### [Texto mostrado]
____

A priori, donde primero se dejarían sentir los efectos de una huelga de estas características es en el propio país, ya que se podrían interrumpir las cadenas de suministro de productos importados en Estados Unidos, generando cierta escasez y, asociado a ésta, presiones inflacionistas (justo además cuando se ha iniciado el ciclo de bajadas de tipos de interés por parte de las autoridades monetarias). Por otro lado, también se vería afectada la salida de las exportaciones de Estados Unidos, lo que afectaría a las cadenas de suministro de los países receptores de esa exportación.
En este sentido, y a expensas de un análisis con mayor profundidad, la ubicación de los principales puertos donde se produce la huelga (en el golfo de México) previsiblemente tenga un mayor impacto en el área de Centroamérica, Caribe y Sudamérica. Los flujos comerciales desde estos puertos hacia Europa, en principio, son de menor envergadura, lo cual limitaría el impacto potencial sobre la UE y España.

____

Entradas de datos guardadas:
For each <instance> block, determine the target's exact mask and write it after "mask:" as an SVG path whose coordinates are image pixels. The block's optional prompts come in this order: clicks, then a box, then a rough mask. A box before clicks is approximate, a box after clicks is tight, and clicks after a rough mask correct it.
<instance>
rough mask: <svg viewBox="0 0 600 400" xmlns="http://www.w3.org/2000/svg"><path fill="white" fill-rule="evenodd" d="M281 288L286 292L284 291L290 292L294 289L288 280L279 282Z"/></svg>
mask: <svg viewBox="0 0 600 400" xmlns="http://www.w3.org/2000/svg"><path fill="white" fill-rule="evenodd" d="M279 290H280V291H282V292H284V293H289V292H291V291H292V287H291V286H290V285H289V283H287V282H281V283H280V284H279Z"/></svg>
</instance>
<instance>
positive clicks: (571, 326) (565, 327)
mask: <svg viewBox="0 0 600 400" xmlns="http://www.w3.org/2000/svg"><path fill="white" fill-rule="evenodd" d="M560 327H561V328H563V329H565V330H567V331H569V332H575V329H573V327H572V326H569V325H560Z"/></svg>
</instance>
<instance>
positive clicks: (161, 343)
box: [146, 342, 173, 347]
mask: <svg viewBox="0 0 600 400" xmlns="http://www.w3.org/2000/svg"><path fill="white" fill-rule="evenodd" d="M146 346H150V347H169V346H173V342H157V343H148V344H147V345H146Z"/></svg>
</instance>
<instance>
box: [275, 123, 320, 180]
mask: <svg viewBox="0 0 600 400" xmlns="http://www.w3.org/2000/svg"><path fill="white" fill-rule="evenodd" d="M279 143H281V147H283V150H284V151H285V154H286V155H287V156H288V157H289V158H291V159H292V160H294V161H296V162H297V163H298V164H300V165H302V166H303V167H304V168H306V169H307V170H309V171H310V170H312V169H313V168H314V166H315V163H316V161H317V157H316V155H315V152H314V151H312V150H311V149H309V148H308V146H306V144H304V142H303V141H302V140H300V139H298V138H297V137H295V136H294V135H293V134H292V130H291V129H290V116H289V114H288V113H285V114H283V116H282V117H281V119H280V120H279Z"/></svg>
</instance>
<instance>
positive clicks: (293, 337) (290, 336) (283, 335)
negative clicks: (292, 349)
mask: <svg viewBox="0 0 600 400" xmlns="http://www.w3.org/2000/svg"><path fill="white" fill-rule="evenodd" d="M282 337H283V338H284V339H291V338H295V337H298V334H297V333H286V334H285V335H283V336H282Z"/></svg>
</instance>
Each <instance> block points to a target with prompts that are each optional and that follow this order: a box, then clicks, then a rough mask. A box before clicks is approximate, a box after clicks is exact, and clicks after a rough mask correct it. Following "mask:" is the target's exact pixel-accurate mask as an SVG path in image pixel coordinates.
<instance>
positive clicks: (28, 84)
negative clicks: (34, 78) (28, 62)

____

### [Preguntas]
A – Enumera todos los países, regiones y territorios que se nombran en el texto sobre la huelga portuaria.
B – Prosigue el texto sobre la huelga portuaria a partir de su última oración.

### [Respuestas]
A –
- Estados Unidos
- golfo de México
- Centroamérica
- Caribe
- Sudamérica
- Europa
- UE
- España

B –
Por otra parte, hay que destacar que, tras los problemas de suministro ocasionados por la pandemia, muchas empresas adaptaron su modelo de negocio a uno con mayor nivel de inventarios ante un entorno algo más hostil en términos de fragmentación y desglobalización, en comparación con aquél en el que se desenvolvían con anterioridad. A ello se sumaría el positivo comportamiento de los márgenes empresariales a escala global, sobre todo entre las empresas industriales, que son las más sensibles ante una interrupción de la cadena de suministro. Estos dos factores permitieron a las empresas absorber parte del incremento de costes que se venía produciendo desde el estallido del conflicto en el Mar Rojo, el cual, como se ha comprobado, ha tenido un impacto contenido en la inflación.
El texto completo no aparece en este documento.